Plaisir ou subsistance ? Identités et pratiques alimentaires hier et aujourd’hui
Isst Du noch oder genießt Du schon? Identitäten und Praktiken der Ernährung gestern und heute
Published on Thursday, December 09, 2021
Abstract
Plaisir ou subsistance. Ces deux notions paraissent souvent diamétralement opposées, mais sont néanmoins amenées à se rencontrer dans une multitude de contextes. Par des sujets tels que l’ascèse, les troubles alimentaires ou même les tabous religieux, cette opposition vise à jeter un nouveau regard sur les pratiques alimentaires et les identités qu’elles traduisent, tout en essayant de redonner à la notion du « plaisir » toute sa légitimité scientifique. Cette journée d’étude s’inscrit dans la tradition interdisciplinaire et transnationale des ateliers organisés par le Groupe interdisciplinaire de recherche Allemagne-France (GIRAF-IFFD), association franco-allemande de jeunes chercheurs. Les contributions, en allemand ou en français, pourront être aussi bien issues de l’histoire ou de l’archéologie, de la sociologie, de l’anthropologie, de la géographie ou encore de la psychologie, sans exclure la littérature et les arts.
Announcement
Argumentaire
Qu’est-ce qui détermine et motive nos comportements alimentaires ? Dans la lignée des travaux de l’anthropologue britannique Audrey Richards, les sciences humaines se sont emparées de ce questionnement, mettant en évidence la place centrale de l’alimentation au sein des réseaux sociaux et culturels des communautés humaines [1]. Cette problématique multidimensionnelle a fait émerger au fil des années une pluralité d’approches dans toutes les disciplines des sciences sociales.
De fait, alors que du côté allemand, la sociologie s’est très tôt emparée du sujet de l’alimentation à travers les recherches de Georg Simmel [2], la recherche française a dû attendre les travaux de Pierre Bourdieu [3], qui attacha une importance toute particulière aux pratiques alimentaires dans ses analyses de l’habitus, ainsi que ceux de l’anthropologue Claude Lévi-Strauss [4], dont la théorie structuraliste repose aussi sur la consommation et la préparation d’aliments. Cette diversité d’approches se retrouve également du côté de l’histoire : les historiens germanophones se sont intéressés très tôt au sujet de l’alimentation dans le cadre de l’histoire des mœurs et la Kulturgeschichte ; les chercheurs français ont quant à eux adopté un prisme plutôt économique et marxiste dans la première moitié du XXe siècle, puis culturaliste avec l’école des Annales. Ce n’est que depuis une vingtaine d’années que la nouvelle approche anglo-saxonne des Food studies a provoqué l’élan universitaire actuel qui tend à renouer le dialogue entre les différents champs disciplinaires et entre les mondes de la recherche de part et d’autre du Rhin.

LES DONNÉES:
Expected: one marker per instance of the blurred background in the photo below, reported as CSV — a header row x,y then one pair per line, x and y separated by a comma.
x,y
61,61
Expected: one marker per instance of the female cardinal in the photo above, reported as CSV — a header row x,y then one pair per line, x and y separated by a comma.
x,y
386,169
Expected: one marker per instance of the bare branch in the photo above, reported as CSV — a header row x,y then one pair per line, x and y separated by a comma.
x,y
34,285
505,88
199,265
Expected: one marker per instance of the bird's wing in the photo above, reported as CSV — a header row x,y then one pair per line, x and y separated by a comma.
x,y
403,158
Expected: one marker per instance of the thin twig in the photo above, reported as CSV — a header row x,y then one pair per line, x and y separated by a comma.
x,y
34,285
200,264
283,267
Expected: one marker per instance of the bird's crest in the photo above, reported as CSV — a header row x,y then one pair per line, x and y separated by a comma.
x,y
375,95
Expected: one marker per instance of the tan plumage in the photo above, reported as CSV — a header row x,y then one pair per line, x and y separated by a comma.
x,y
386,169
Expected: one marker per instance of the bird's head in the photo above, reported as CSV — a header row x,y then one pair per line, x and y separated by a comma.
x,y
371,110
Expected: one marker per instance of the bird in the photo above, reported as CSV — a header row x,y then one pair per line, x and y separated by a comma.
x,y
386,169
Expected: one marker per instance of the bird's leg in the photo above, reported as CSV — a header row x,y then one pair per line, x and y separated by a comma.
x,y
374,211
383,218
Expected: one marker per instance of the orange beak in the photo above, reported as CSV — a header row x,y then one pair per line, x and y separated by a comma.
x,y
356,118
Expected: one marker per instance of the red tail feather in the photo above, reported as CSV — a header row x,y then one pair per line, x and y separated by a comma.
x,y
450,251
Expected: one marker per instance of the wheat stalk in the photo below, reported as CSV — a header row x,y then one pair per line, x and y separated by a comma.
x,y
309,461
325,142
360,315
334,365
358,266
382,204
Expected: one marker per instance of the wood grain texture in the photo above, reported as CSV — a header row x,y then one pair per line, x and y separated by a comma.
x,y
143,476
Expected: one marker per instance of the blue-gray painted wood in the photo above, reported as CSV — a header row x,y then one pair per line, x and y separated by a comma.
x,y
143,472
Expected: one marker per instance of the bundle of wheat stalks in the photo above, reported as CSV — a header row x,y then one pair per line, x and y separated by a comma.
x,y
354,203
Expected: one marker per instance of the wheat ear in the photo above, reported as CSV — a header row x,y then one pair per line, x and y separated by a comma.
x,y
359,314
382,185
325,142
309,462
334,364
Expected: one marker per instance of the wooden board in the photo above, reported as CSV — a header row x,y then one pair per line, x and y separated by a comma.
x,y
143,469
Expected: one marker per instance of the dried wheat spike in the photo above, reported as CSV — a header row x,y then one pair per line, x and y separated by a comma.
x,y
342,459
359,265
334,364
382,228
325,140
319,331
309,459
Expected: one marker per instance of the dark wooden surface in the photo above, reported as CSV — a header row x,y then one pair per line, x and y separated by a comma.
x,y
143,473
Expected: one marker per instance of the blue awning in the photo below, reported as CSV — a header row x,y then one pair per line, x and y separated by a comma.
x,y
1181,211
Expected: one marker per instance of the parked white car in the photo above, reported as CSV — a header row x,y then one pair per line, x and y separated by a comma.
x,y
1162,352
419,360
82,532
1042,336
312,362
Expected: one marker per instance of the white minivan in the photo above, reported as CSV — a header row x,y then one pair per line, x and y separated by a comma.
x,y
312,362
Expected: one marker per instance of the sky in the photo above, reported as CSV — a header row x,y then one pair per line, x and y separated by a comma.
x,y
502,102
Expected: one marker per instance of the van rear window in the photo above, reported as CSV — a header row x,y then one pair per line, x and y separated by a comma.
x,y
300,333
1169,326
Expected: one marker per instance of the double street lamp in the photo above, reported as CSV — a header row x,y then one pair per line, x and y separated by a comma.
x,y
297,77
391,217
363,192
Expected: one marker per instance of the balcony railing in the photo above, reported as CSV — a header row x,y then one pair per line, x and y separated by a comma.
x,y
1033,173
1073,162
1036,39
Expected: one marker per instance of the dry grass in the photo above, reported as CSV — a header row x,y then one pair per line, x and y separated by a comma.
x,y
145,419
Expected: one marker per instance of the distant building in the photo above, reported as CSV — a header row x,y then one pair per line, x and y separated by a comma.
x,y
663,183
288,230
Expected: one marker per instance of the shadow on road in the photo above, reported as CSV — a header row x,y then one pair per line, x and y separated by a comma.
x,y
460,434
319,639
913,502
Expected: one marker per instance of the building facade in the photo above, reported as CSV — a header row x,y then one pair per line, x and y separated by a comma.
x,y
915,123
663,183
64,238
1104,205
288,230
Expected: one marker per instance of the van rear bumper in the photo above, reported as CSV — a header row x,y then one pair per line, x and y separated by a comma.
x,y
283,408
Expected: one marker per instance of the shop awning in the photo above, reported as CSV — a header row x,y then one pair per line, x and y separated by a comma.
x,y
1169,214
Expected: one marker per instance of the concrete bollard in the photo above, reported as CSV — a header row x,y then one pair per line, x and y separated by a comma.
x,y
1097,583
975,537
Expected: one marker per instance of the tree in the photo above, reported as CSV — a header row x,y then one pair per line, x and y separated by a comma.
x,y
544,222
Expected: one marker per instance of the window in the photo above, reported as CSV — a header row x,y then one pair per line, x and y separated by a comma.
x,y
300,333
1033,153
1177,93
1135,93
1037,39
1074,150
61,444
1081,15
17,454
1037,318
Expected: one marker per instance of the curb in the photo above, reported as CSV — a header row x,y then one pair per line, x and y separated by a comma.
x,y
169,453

CONSIGNE A:
Répondez brièvement à ces questions sur le document sur les pratiques alimentaires :
(i) Quelle association organise les ateliers dans la tradition desquels s'inscrit la journée d'étude ?
(ii) En quelles langues les contributions peuvent-elles être proposées ?
(iii) Quelle approche a provoqué l'élan universitaire actuel depuis une vingtaine d'années ?
CONSIGNE B:
Reprenez la rédaction du document sur les pratiques alimentaires là où il s'interrompt.
Les données n'ont aucun lien avec le document sur les pratiques alimentaires.

RÉPONSE A:
(i) Le Groupe interdisciplinaire de recherche Allemagne-France (GIRAF-IFFD).
(ii) En allemand ou en français.
(iii) La nouvelle approche anglo-saxonne des Food studies.

RÉPONSE B:
Nous nous situons donc dans un moment de rapprochement des perspectives allemandes et françaises sur cet objet d’étude. Dans une volonté de prolonger ce dialogue et avec l’ambition de réunir et de confronter ces différentes approches, nous proposons une réflexion franco-allemande et interdisciplinaire au sujet de deux notions aussi élémentaires que cruciales : la subsistance et le plaisir.
Dans le cadre de cette journée d’étude qui aura lieu à Strasbourg le 16 juin 2022, nous invitons les jeunes chercheuses et chercheurs en sciences humaines et sociales qui travaillent sur des questions liées à l’alimentation à interroger les deux termes qui représentent a priori les extrémités opposées sur le spectre des choix alimentaires : manger pour vivre ou vivre pour manger.
Ces notions sont-elles véritablement mutuellement exclusives ? Au-delà de cette dichotomie première, ne pourrions-nous pas les appréhender dans leur interdépendance ? C’est précisément cette dynamique que nous souhaiterions interroger lors de cet atelier.
La notion même de subsistance, c’est-à-dire l’apport nutritionnel minimum recommandé, gagnerait ainsi à être interrogée. Selon les époques et les groupes sociaux, les aliments jugés comme strictement nécessaires à la survie diffèrent considérablement. L’alcool était ainsi tenu pour nécessaire il y a encore 50 ans et les partisans du « sans gluten » rejettent aujourd’hui des aliments considérés traditionnellement comme indispensables, tel que la farine de blé. Le concept de subsistance pose donc la question des vertus qui sont attribuées aux aliments, de leur effet supposé sur le corps et l’esprit, et comporte de ce fait une large dimension subjective. Les régimes alimentaires alternatifs, comme le végétarisme et le véganisme, interrogent également nos représentations des besoins du corps humain.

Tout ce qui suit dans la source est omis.